[Data section]
════════════════════

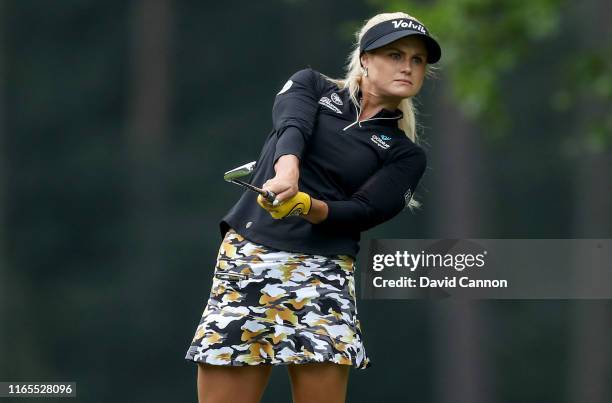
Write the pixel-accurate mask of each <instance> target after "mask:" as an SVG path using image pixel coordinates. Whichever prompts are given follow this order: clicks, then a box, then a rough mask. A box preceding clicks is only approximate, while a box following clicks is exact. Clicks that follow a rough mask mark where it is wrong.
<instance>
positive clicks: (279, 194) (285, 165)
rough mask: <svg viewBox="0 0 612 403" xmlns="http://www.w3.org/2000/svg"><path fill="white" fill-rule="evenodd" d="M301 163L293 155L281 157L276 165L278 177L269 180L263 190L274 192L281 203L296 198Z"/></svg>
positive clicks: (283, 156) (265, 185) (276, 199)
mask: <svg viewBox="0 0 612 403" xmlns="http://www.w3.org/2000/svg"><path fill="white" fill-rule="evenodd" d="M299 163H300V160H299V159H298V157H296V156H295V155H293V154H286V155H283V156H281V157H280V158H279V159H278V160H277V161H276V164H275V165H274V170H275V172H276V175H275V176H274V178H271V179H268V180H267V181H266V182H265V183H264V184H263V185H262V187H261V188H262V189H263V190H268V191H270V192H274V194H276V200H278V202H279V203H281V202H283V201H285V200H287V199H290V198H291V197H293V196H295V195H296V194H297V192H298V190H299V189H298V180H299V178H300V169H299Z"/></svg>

════════════════════

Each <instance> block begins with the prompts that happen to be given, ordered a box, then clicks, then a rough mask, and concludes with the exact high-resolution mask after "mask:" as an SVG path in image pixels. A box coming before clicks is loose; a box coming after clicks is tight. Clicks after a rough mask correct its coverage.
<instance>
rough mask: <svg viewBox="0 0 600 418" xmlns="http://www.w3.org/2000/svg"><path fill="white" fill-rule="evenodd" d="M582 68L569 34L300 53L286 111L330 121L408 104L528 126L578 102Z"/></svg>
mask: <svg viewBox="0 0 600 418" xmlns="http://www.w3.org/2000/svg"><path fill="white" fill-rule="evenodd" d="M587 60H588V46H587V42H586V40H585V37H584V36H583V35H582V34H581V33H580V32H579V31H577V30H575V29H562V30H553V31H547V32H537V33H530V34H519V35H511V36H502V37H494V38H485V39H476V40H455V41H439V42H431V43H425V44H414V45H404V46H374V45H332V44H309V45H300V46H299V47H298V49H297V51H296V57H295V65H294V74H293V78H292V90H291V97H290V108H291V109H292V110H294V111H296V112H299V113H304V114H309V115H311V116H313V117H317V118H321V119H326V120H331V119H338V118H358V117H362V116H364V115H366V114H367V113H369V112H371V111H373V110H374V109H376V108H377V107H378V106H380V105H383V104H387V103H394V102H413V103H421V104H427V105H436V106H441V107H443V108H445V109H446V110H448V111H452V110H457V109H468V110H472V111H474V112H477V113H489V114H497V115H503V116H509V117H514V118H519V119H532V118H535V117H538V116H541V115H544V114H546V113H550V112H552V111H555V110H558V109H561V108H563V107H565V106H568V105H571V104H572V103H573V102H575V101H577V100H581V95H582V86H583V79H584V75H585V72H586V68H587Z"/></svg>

════════════════════

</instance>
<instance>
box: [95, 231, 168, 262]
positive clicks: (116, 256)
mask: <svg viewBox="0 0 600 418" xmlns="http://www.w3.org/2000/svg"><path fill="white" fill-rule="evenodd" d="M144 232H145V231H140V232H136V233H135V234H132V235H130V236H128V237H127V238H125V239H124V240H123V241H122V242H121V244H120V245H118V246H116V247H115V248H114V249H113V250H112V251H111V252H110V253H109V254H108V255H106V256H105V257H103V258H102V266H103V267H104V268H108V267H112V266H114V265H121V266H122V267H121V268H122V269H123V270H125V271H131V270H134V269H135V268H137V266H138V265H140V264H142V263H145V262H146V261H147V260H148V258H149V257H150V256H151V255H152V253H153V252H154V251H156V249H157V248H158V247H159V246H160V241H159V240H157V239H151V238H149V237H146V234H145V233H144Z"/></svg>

════════════════════

[Exercise instructions] Give the rows from the line containing "Each <instance> block" through the line containing "68L569 34L300 53L286" as a numbered list, leaving out any blank lines.

[Answer box]
1. Each <instance> block begins with the prompts that happen to be given, ordered a box, then clicks, then a rough mask, and concludes with the exact high-resolution mask after "mask:" as an SVG path in image pixels. A box coming before clicks is loose; a box coming after clicks is tight. Clicks after a rough mask correct its coverage.
2. <instance>
3. rough mask: <svg viewBox="0 0 600 418" xmlns="http://www.w3.org/2000/svg"><path fill="white" fill-rule="evenodd" d="M582 68L569 34L300 53L286 111L330 121L408 104L528 126L578 102Z"/></svg>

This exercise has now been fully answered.